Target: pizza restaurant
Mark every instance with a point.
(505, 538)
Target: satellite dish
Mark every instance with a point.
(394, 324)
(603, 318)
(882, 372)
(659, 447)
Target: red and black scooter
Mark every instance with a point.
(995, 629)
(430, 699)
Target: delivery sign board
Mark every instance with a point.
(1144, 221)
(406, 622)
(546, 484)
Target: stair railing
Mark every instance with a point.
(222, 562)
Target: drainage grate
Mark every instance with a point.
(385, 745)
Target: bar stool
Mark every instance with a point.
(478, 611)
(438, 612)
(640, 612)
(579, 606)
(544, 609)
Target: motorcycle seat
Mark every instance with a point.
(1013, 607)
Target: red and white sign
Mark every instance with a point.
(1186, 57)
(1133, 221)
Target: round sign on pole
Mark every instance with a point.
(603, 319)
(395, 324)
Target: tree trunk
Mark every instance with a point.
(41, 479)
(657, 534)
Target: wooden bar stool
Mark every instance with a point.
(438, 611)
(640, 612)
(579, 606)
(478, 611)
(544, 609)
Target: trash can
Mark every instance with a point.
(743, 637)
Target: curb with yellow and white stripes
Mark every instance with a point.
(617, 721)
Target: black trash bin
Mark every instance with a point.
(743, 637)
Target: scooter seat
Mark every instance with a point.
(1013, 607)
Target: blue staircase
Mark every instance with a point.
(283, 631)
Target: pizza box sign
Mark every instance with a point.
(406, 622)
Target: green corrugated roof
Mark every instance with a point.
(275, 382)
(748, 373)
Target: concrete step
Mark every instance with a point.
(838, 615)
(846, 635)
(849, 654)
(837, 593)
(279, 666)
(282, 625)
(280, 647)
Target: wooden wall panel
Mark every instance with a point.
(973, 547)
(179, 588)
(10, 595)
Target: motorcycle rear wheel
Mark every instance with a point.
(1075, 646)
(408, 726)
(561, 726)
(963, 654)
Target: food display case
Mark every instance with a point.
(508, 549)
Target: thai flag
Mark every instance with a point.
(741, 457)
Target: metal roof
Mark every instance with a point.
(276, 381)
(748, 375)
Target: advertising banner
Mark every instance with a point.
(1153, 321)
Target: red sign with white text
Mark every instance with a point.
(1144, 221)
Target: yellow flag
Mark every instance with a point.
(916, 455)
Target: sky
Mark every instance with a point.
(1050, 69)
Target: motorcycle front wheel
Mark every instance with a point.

•••

▶ **Set task**:
Return verbatim every line from the one containing "Target: food display case" through the last line of the rows above, including both ends.

▶ **Task answer**:
Target: food display case
Mark every instance with a point.
(508, 549)
Target: thai flag
Mark every instance with a point.
(741, 457)
Target: metal roof
Mark every instance with a point.
(276, 381)
(748, 375)
Target: advertising banner
Mark every instance with a point.
(1153, 321)
Target: red sign with white text
Mark every instance with a point.
(1144, 221)
Target: yellow flag
Mark every instance with a point.
(916, 455)
Target: sky
Mark every instance with a point.
(1050, 69)
Target: motorcycle front wheel
Mark every instance with a point.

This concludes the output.